(Data extracted from a collection)
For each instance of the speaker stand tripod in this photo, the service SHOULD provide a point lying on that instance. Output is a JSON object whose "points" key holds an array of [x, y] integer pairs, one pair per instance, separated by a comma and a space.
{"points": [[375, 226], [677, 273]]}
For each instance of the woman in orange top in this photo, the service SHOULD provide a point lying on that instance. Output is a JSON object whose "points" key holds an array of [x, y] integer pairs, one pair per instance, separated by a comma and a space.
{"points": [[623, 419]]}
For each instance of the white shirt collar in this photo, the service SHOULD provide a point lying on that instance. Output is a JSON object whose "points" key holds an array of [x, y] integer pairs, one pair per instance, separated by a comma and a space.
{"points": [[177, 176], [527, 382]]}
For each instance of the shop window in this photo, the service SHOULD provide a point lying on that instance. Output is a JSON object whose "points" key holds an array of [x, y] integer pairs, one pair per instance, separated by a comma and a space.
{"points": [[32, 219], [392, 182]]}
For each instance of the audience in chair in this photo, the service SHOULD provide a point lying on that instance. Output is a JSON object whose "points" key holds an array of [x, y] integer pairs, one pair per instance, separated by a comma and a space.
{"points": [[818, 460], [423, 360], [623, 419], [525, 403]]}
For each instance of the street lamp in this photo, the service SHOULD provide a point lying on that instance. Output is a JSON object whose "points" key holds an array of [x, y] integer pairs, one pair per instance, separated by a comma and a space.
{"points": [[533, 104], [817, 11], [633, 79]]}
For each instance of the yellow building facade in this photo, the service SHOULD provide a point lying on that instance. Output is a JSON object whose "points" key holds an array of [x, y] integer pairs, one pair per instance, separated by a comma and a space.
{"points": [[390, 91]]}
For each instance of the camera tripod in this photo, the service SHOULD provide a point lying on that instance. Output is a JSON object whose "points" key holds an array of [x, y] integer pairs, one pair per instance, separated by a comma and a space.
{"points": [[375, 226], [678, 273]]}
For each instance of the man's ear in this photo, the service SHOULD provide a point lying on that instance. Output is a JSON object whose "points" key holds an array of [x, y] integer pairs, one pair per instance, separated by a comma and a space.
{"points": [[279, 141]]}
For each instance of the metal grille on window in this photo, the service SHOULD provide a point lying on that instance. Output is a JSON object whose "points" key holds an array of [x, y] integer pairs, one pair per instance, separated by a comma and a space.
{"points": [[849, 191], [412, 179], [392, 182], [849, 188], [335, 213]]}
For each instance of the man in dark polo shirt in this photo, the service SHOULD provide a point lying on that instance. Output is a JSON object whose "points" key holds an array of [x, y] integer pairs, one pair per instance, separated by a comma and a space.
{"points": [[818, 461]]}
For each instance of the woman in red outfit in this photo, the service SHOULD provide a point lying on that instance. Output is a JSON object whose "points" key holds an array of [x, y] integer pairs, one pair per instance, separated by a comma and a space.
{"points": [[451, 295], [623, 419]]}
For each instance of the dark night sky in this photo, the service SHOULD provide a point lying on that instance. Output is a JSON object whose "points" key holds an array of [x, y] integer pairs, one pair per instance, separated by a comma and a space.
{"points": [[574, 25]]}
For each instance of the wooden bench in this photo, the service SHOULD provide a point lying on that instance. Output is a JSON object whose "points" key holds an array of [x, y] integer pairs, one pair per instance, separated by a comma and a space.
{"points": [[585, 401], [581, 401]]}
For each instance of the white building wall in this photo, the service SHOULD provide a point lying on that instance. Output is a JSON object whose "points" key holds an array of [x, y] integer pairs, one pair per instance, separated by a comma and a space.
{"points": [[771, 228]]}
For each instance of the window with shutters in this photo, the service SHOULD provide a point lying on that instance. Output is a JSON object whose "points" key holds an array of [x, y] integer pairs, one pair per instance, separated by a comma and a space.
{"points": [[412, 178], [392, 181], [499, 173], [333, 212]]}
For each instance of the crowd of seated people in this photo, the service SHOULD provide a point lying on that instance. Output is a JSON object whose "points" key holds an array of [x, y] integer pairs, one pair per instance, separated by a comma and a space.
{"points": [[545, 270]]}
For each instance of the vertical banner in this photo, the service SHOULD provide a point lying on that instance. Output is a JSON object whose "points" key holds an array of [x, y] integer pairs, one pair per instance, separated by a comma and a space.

### PROBLEM
Return each entry from the material above exactly as it appears.

### THE RESULT
For each instance of the speaker stand tripod in this photo, the service SHOULD provide a point lying on that instance. Output is a JSON object whose "points" key holds an array of [x, y] integer pairs, one pair per instance, separated by a comma and a space.
{"points": [[375, 226], [677, 273]]}
For each instance of the woman in orange top in this photo, the service SHOULD provide a point lying on that instance. Output is a JSON object whose "points" key holds an array of [x, y] integer pairs, one pair per instance, separated by a comma and a space.
{"points": [[623, 419]]}
For each instance of the white shirt collar in this photo, the service SHOULD provide a point lying on that instance. Output is a JSON object whose "points" key holds an array of [x, y] integer pairs, one pair per instance, separated by a comma and a space.
{"points": [[177, 176], [527, 382]]}
For each instance of the shop window in this photo, the service SHOULD provide a point lying on that instance. Output is a JSON object whose "points" key holds an array of [x, y] integer pairs, one pair per instance, separated by a comma and a space.
{"points": [[32, 219], [392, 182]]}
For each instance of the audience in chair in this photo, the service SHOULD provide a point lying on that instance. Output is a JSON object whose "points" key holds an array of [x, y] integer pairs, one pair per instance, separated by a comma and a space.
{"points": [[818, 460], [423, 360], [623, 419], [525, 403]]}
For each instance of the street lamp in this photo, the service SHOULD provide a point lying on that instance. Output is a JSON object whose "points" key holds an array of [x, y] integer pairs, one pair per instance, separated by a comma and a space.
{"points": [[533, 104], [817, 11], [633, 79]]}
For each instance of the yellow building facade in this photo, the service SHOULD provide a point lying on that instance. Output is a JSON object whose "points" key holds an array of [x, y] integer pairs, one pair per instance, separated by a comma and a space.
{"points": [[390, 91]]}
For each instance of the camera tripod in this photo, the service SHOULD provide a point lying on that instance. Output is a JSON object whose "points" key holds an array of [x, y] integer pairs, one pair per instance, separated by a comma and a space.
{"points": [[375, 226], [678, 273]]}
For each instance of the man's ear in this photo, the service SHOULD provide a point lying on that instance. Output is a JSON object whose "points" key holds an array of [x, y] integer pairs, one pair per instance, separated by a comma and a space.
{"points": [[279, 141]]}
For each instance of the metal grille on window in this photo, the service SHOULD provide a point lying on that instance. Output is a JSON object whose "points" key holds an array of [x, y] integer pairs, one pair per instance, separated by a comma and a space.
{"points": [[849, 191], [412, 179], [392, 182], [849, 188], [335, 213]]}
For each instance of the man in dark polo shirt in this photo, the service SHOULD provide a point lying on that instance. Output is a JSON object whose "points" key holds an array of [x, y] integer pairs, one pair per instance, separated by a comma and a space.
{"points": [[818, 461]]}
For each instance of the woman in red outfit in this photo, the service SHOULD provide a point lying on that instance. Output is a JSON object whose "points" key holds an array of [x, y] integer pairs, one pair per instance, separated by a comma and a space.
{"points": [[451, 295], [623, 419]]}
For each instance of the dark night sky in this photo, the service SHOULD provide a point lying on that instance. Output is a JSON object whose "points" key holds an array of [x, y] integer pairs, one pair per instance, separated by a comma and a space.
{"points": [[574, 25]]}
For each instance of the wooden bench in this photo, the service SHOULD provide a point lying on that instance. Output is a JSON object whose "points" key holds an array of [x, y] integer pairs, one pair per instance, separated by a comma and a space.
{"points": [[585, 401], [581, 401]]}
For each instance of the white building wall in this photo, the service SHOULD provide a point lying on that instance. Output is a JSON object whose "points" key holds an array of [x, y] integer pairs, one pair per instance, separated by a comma and a space.
{"points": [[771, 228]]}
For each instance of the window with shutters in this photo, the service SHOULD provide a point lying on that instance. Output is a JSON object whose "points" key holds an array of [x, y] integer pairs, one pair per instance, separated by a comma and a space.
{"points": [[412, 178], [392, 181], [499, 173], [333, 212]]}
For each instance of the crowd of seated people in this photo, the service SHOULD provide a point lying on that instance. Output is a JSON object whose "points" key holds an array of [x, y] integer pairs, one pair per instance, separated by a comma and a space.
{"points": [[545, 270]]}
For each instance of the vertical banner in this photo, the service SHOULD provide a point lying on that instance. Output is a JSON object whose "points" key holds an array of [x, y] integer pairs, one pair per instance, separated by a comma and a space.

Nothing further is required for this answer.